WORK REQUIRED: Only the run of lines from the one containing "Query: forked branch" through the last line should be returned, exactly as written.

SUPPLIED DATA:
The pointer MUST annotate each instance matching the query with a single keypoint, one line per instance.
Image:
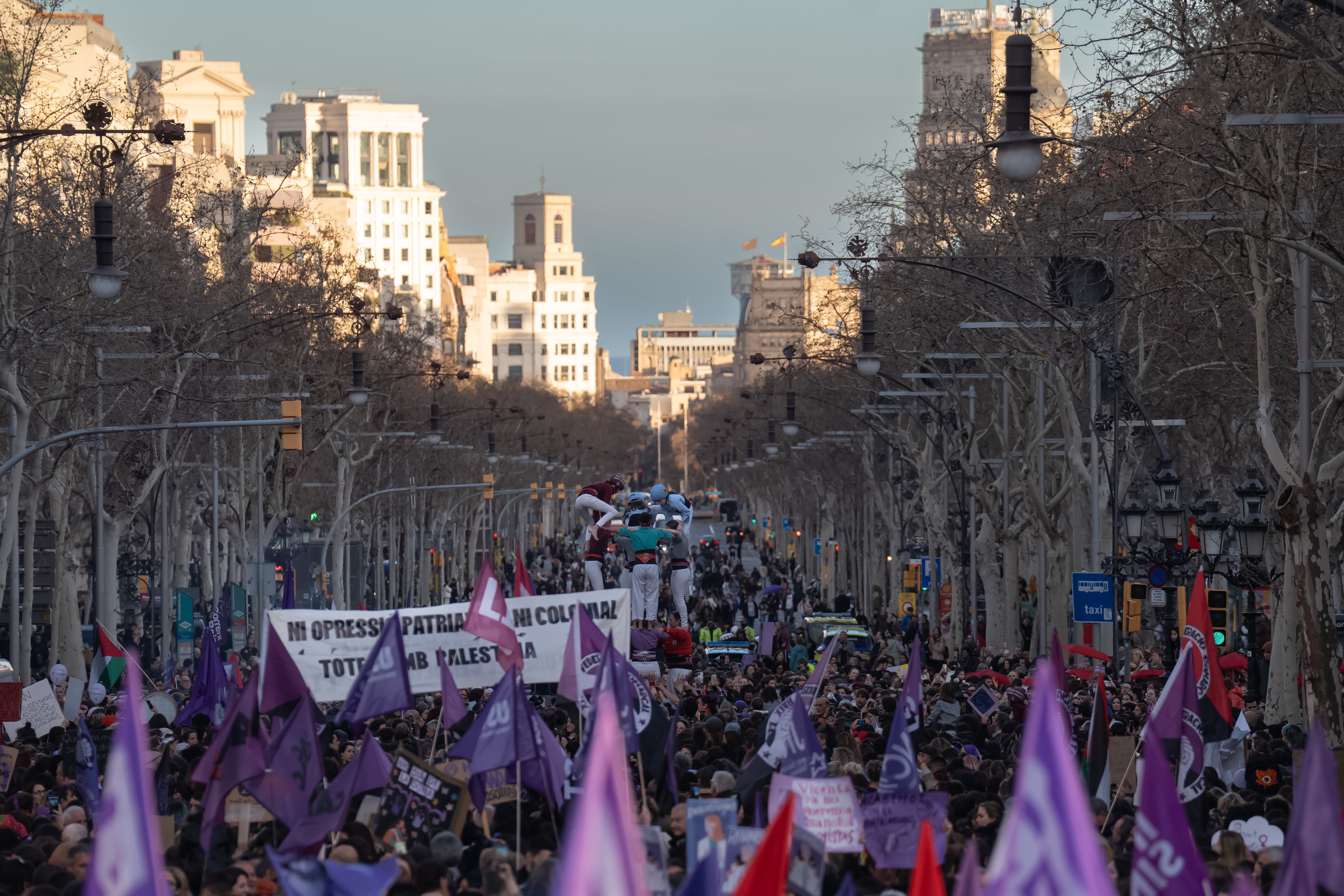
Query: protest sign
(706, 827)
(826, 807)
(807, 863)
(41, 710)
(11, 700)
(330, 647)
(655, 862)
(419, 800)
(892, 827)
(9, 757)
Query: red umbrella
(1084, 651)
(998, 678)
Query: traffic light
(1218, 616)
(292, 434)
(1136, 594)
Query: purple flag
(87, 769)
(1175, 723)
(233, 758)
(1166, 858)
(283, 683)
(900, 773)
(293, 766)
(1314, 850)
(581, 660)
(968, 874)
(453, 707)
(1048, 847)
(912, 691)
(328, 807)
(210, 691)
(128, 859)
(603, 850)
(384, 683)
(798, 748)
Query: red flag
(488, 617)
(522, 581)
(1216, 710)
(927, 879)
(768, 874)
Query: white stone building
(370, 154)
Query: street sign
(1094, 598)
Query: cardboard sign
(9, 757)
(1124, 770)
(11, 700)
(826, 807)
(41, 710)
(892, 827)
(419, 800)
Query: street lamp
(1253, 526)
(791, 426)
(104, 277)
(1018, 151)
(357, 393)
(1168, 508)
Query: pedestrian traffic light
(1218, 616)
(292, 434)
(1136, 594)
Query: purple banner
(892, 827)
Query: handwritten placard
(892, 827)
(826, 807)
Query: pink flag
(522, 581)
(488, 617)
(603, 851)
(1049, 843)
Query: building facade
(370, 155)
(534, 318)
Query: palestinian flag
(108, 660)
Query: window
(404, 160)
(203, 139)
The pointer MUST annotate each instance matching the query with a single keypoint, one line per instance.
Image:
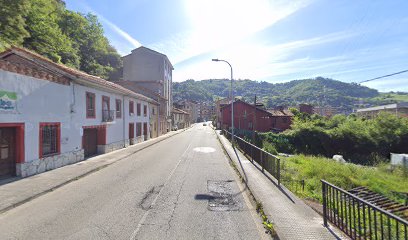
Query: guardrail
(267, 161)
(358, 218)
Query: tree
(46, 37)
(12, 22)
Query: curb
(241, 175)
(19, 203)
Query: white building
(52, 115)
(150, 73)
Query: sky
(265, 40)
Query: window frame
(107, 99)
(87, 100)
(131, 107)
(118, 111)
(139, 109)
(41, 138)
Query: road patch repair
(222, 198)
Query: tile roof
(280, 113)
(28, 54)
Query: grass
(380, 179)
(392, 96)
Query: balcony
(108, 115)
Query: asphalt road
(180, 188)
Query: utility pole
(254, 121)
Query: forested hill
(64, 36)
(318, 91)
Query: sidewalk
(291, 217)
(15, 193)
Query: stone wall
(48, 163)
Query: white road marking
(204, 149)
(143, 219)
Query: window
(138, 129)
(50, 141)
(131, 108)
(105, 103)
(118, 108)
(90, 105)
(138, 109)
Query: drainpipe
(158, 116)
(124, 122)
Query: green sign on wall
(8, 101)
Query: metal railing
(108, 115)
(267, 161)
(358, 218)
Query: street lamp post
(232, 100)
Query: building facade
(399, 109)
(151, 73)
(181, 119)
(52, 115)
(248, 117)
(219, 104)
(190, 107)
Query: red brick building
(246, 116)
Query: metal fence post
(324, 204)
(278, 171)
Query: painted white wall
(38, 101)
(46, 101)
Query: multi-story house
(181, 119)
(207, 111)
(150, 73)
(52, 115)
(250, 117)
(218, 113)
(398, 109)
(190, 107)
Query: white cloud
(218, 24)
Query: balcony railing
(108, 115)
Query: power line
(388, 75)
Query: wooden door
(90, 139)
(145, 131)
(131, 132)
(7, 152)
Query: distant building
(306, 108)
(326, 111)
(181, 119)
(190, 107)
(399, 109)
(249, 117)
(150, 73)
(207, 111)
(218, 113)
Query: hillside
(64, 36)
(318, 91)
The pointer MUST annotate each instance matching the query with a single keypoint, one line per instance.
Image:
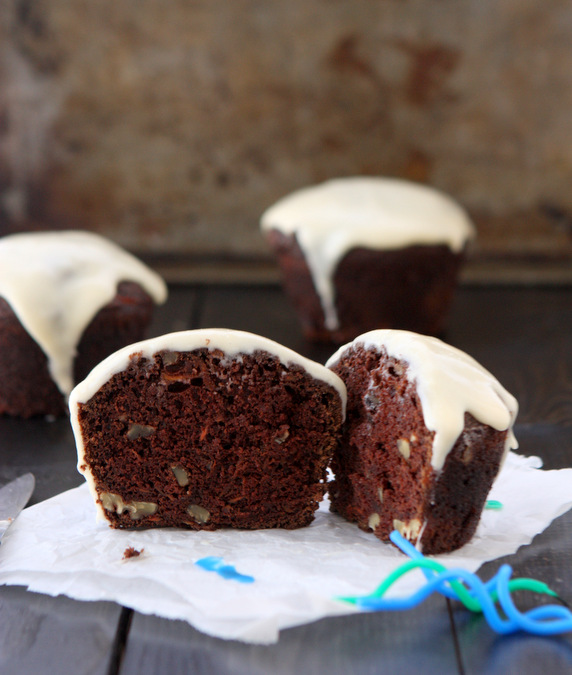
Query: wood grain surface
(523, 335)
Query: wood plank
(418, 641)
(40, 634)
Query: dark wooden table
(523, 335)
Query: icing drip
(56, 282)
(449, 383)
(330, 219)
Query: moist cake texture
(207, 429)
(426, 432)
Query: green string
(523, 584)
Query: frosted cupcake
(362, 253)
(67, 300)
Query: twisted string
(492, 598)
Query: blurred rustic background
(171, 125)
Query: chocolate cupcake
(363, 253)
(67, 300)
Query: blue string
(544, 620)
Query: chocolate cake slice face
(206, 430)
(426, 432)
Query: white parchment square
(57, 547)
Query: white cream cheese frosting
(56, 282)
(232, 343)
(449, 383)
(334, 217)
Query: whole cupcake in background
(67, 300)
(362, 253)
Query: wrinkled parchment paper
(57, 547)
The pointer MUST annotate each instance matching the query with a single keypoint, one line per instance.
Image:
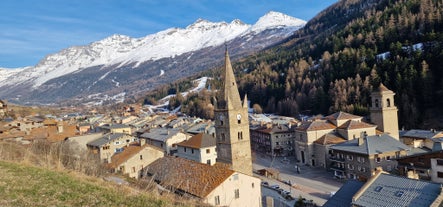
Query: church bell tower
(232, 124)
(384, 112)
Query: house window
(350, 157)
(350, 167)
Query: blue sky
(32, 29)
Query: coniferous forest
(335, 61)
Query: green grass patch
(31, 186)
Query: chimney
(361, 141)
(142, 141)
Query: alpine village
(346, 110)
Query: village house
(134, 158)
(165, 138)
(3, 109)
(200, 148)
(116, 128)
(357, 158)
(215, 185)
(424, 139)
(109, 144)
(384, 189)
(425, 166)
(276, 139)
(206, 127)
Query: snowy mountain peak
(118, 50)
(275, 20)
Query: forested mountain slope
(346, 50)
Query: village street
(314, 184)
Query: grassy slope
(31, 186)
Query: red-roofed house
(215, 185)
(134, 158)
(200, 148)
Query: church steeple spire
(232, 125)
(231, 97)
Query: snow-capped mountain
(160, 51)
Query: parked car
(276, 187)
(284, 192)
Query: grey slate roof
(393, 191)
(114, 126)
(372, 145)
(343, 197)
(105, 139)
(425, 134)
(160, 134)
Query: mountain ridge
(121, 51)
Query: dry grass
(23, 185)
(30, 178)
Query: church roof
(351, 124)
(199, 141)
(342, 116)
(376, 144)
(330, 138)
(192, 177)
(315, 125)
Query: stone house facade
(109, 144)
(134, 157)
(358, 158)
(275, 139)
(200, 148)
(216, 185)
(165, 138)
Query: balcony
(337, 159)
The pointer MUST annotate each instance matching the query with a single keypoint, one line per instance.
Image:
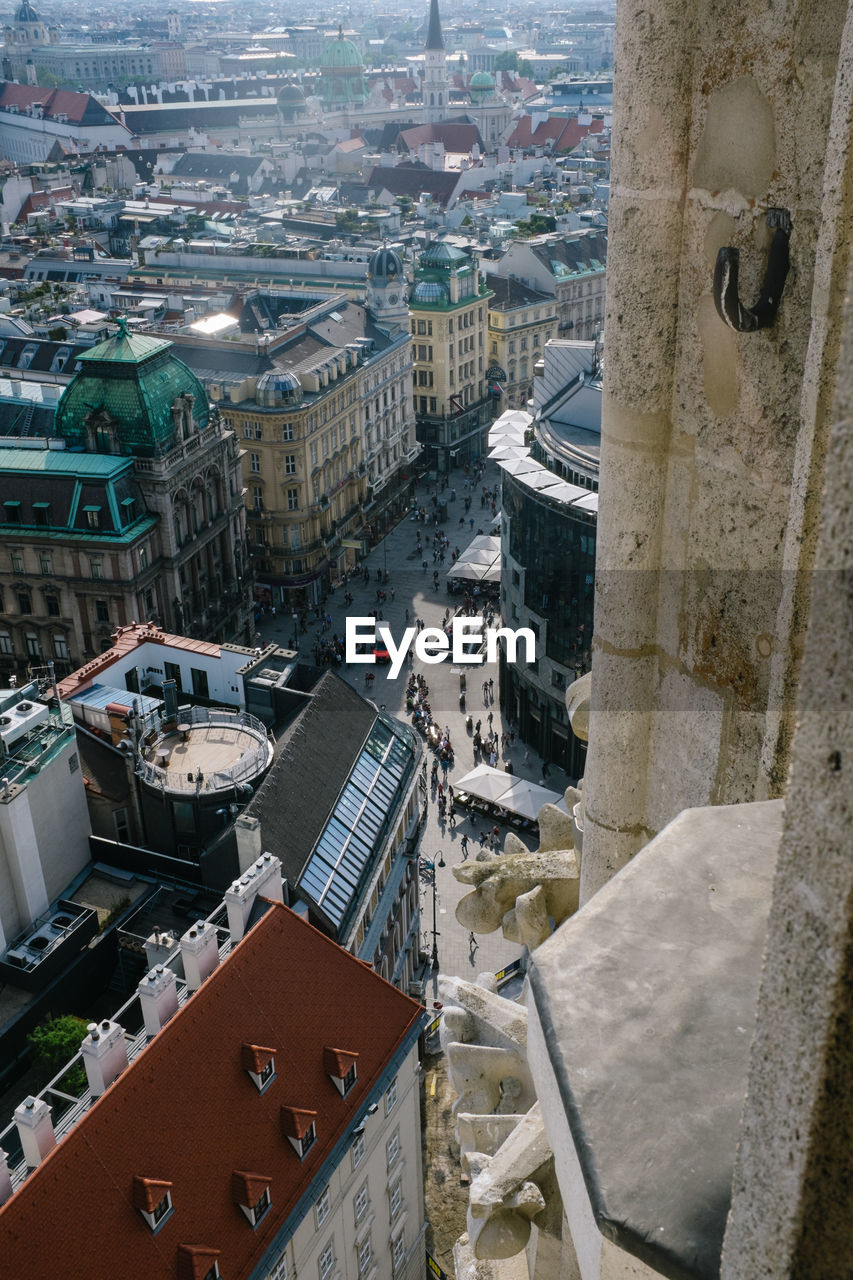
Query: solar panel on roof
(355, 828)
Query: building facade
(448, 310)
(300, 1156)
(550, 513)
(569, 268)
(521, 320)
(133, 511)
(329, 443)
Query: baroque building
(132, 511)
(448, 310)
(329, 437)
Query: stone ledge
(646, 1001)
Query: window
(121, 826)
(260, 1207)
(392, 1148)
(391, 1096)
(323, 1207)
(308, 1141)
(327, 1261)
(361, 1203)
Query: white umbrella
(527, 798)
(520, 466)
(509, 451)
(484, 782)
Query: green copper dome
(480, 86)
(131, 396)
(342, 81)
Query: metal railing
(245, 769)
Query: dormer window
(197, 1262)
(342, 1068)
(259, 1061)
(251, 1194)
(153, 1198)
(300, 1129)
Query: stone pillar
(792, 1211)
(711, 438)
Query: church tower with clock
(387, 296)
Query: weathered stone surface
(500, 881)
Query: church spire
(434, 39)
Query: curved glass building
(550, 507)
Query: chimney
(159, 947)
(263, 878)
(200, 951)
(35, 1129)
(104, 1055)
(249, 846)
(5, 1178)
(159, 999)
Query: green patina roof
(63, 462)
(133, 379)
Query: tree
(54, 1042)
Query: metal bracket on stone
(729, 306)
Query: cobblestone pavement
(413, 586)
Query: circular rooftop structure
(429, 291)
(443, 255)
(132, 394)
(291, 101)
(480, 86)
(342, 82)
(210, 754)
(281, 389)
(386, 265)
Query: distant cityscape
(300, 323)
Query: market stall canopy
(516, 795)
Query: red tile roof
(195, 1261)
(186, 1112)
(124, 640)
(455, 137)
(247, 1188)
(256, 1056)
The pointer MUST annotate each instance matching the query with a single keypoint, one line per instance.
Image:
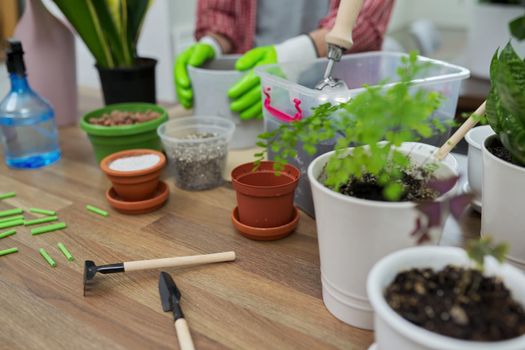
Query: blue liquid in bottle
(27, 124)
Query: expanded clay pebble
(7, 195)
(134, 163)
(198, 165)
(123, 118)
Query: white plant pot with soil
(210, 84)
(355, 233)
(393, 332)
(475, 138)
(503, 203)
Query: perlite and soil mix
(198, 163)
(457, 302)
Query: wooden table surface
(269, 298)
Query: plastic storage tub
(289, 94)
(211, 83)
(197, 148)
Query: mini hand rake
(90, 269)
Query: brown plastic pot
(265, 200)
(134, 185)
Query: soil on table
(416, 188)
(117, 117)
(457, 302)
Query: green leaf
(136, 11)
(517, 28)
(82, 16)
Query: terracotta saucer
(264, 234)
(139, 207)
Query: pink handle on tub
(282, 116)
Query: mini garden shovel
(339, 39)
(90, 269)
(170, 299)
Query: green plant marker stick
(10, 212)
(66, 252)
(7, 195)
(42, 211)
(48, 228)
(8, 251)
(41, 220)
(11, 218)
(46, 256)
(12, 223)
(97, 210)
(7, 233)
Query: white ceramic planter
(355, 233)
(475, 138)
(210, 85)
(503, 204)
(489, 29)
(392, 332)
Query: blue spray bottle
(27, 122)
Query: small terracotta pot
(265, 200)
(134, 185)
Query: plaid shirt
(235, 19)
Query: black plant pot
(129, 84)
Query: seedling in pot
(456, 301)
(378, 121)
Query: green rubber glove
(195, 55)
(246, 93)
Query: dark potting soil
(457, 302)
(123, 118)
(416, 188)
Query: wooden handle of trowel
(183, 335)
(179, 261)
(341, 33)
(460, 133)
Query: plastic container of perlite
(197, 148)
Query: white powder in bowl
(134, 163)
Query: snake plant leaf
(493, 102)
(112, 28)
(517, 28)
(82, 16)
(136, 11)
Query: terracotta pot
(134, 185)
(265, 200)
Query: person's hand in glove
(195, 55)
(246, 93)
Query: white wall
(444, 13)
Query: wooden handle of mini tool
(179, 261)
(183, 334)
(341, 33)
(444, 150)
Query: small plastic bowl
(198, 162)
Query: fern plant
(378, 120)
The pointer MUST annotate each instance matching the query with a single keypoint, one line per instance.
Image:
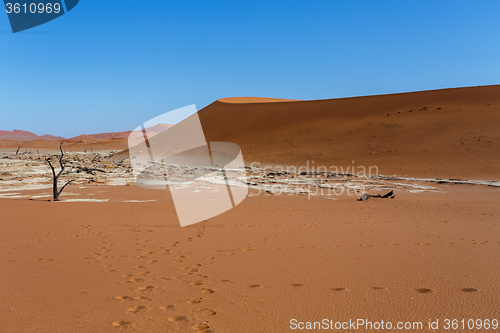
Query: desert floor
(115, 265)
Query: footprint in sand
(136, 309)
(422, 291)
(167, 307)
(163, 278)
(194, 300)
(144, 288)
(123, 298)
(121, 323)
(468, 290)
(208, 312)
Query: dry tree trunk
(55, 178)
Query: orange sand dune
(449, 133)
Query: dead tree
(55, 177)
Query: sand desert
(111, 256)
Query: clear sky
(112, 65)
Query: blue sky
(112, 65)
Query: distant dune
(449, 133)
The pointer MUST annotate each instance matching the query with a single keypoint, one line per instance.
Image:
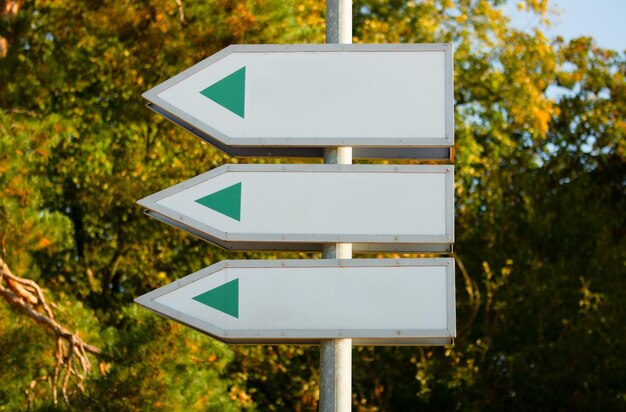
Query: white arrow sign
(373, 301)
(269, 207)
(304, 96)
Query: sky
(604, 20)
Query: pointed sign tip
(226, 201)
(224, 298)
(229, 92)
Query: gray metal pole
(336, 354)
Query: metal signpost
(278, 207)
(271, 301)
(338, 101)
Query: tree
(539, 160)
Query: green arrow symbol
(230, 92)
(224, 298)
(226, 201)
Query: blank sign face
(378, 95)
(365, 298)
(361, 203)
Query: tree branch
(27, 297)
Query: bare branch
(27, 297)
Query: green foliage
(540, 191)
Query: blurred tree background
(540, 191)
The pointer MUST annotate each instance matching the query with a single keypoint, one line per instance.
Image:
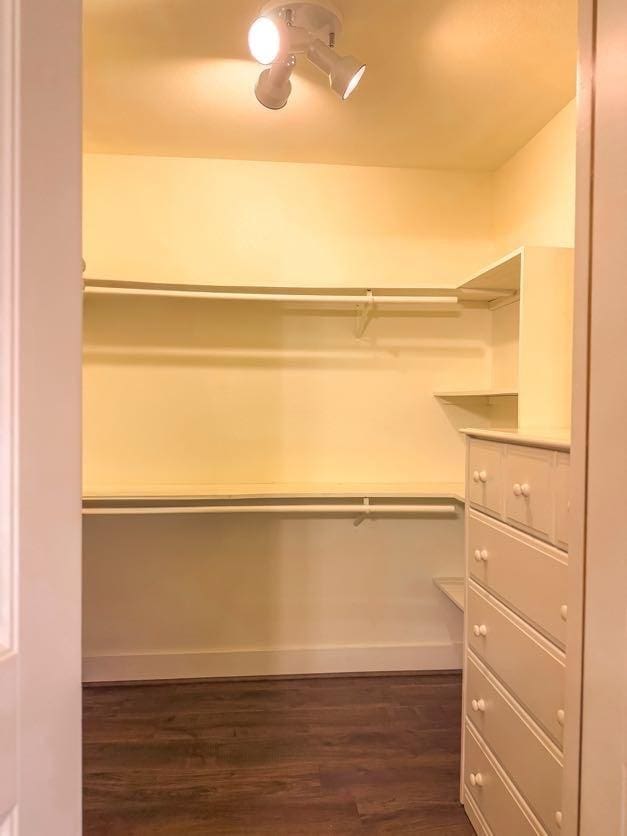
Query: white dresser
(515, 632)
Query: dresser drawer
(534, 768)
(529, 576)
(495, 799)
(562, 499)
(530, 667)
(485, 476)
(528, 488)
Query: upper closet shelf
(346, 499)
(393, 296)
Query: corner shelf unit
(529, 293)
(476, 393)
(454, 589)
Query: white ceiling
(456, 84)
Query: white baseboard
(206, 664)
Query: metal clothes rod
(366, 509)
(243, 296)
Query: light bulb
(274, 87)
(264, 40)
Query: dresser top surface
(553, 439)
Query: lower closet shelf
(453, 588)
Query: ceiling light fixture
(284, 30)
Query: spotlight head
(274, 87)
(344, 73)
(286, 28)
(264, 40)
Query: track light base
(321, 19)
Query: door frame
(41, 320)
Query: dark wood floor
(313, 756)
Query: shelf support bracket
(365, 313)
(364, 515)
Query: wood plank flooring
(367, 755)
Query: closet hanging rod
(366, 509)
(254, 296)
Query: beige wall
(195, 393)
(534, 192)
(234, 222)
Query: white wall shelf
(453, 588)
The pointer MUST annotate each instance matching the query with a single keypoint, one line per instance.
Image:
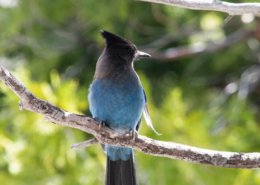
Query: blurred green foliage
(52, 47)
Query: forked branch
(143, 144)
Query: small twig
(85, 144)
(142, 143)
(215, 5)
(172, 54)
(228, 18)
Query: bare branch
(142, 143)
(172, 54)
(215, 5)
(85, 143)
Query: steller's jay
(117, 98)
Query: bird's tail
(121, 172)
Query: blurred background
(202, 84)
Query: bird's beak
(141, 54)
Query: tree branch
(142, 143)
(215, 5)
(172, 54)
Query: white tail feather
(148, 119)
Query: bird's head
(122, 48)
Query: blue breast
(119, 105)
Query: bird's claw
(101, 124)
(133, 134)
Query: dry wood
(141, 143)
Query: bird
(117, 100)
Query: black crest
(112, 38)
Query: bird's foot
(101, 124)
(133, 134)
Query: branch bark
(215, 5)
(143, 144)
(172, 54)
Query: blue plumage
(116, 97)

RESPONSE:
Query: forked branch
(143, 144)
Query: small twig
(85, 144)
(142, 143)
(215, 5)
(172, 54)
(228, 18)
Query: bare branch
(142, 143)
(172, 54)
(215, 5)
(85, 143)
Query: steller's jay
(117, 98)
Query: bird's tail
(121, 172)
Query: blurred background
(202, 84)
Query: bird's beak
(141, 54)
Query: tree branch
(142, 143)
(215, 5)
(172, 54)
Query: white tail feather
(148, 119)
Query: bird's head
(122, 48)
Query: blue breast
(119, 105)
Query: bird's claw
(101, 124)
(133, 134)
Query: dry wood
(141, 143)
Query: bird
(117, 100)
Query: black crest
(112, 38)
Query: bird's foot
(101, 124)
(133, 134)
Query: branch bark
(215, 5)
(143, 144)
(172, 54)
Query: blue plumage
(116, 97)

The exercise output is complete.